Work item → In the records below, the lines from the one containing "Point to the mantis" through the last are to be reproduced exactly and alone.

Data records →
----------

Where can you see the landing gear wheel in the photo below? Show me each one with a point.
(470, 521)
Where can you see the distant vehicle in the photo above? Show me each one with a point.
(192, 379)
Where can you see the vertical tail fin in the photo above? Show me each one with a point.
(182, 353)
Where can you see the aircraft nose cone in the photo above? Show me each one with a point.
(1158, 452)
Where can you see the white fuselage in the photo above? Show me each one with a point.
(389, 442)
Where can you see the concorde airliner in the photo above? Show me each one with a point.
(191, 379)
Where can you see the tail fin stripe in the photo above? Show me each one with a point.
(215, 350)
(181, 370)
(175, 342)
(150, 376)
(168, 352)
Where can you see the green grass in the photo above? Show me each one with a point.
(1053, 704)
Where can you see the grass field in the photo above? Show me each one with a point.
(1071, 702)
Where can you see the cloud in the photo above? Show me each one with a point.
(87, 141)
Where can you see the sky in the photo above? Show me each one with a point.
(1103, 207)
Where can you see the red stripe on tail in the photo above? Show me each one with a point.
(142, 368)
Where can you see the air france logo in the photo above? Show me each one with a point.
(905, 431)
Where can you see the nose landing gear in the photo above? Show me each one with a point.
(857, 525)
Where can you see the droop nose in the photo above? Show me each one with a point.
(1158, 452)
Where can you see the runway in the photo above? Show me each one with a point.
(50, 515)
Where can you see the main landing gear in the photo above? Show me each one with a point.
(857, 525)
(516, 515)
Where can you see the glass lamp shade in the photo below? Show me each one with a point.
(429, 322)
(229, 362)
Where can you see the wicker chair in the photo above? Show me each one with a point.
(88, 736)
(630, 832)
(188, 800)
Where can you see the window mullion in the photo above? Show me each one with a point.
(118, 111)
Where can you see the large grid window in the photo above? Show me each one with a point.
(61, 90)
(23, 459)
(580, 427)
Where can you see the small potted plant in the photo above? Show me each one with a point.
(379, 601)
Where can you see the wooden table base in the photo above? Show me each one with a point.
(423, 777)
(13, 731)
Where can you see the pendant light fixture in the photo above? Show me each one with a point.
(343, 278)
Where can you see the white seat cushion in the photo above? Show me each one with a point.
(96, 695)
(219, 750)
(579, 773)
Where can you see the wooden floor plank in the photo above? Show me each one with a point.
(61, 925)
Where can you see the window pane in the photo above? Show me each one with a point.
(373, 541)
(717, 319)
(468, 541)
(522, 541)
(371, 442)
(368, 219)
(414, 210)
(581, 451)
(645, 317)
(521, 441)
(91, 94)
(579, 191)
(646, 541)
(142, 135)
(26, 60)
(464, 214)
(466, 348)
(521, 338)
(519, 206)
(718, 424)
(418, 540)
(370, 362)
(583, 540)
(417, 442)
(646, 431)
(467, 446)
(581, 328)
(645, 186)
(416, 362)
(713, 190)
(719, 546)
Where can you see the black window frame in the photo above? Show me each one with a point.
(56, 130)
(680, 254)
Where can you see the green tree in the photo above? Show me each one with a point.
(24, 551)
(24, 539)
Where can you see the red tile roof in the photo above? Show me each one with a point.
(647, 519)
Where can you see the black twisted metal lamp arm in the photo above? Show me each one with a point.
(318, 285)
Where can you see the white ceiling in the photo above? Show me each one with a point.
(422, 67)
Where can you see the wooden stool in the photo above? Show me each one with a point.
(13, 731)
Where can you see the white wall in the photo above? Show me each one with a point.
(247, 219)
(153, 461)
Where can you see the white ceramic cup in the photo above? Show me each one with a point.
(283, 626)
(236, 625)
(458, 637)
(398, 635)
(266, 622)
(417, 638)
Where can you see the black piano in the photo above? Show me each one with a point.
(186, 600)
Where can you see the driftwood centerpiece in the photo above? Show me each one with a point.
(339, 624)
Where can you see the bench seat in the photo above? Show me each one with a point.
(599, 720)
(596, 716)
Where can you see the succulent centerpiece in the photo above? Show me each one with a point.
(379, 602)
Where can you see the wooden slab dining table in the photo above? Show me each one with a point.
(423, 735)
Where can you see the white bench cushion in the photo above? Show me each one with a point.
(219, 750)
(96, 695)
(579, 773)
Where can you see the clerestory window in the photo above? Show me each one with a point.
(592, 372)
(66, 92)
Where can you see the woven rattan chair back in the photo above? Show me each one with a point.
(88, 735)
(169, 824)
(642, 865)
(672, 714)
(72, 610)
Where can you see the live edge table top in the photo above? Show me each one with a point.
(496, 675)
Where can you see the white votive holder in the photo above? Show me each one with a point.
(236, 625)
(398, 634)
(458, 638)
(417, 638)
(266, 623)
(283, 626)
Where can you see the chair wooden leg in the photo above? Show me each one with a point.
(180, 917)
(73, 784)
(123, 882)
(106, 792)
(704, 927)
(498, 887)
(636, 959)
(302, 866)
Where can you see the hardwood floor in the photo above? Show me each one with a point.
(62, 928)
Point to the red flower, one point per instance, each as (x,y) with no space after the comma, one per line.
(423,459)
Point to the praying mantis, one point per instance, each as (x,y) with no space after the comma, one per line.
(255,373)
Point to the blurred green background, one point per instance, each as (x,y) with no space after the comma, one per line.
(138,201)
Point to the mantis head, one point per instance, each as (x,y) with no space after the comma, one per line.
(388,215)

----------

Result of the task →
Point to the mantis head, one point per instance, each as (x,y) with no space after the comma, one per line.
(388,215)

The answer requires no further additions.